- Data to process -
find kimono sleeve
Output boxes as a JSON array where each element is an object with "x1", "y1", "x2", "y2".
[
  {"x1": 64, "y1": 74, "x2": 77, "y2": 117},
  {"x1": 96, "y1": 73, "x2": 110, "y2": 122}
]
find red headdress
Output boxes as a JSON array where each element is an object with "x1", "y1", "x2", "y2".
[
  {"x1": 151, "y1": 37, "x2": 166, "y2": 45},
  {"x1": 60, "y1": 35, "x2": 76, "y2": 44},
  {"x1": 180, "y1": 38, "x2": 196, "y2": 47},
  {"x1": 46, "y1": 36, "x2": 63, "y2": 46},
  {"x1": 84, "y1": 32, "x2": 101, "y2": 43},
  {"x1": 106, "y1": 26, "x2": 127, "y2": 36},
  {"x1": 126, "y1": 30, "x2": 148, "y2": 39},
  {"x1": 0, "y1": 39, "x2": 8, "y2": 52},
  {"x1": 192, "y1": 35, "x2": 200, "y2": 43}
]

- Problem description -
Rename "JSON array" to "JSON list" in the lines running from the one that contains "find red headdress" through the end of the entries, both ends included. Give back only those lines, with nothing else changed.

- Exercise solution -
find red headdress
Output boxes as a JSON list where each element is an object with "x1", "y1", "x2", "y2".
[
  {"x1": 151, "y1": 37, "x2": 166, "y2": 45},
  {"x1": 60, "y1": 35, "x2": 76, "y2": 44},
  {"x1": 180, "y1": 38, "x2": 196, "y2": 47},
  {"x1": 46, "y1": 36, "x2": 63, "y2": 46},
  {"x1": 84, "y1": 32, "x2": 101, "y2": 43},
  {"x1": 106, "y1": 26, "x2": 127, "y2": 36},
  {"x1": 126, "y1": 30, "x2": 148, "y2": 39},
  {"x1": 0, "y1": 39, "x2": 8, "y2": 52},
  {"x1": 192, "y1": 35, "x2": 200, "y2": 43}
]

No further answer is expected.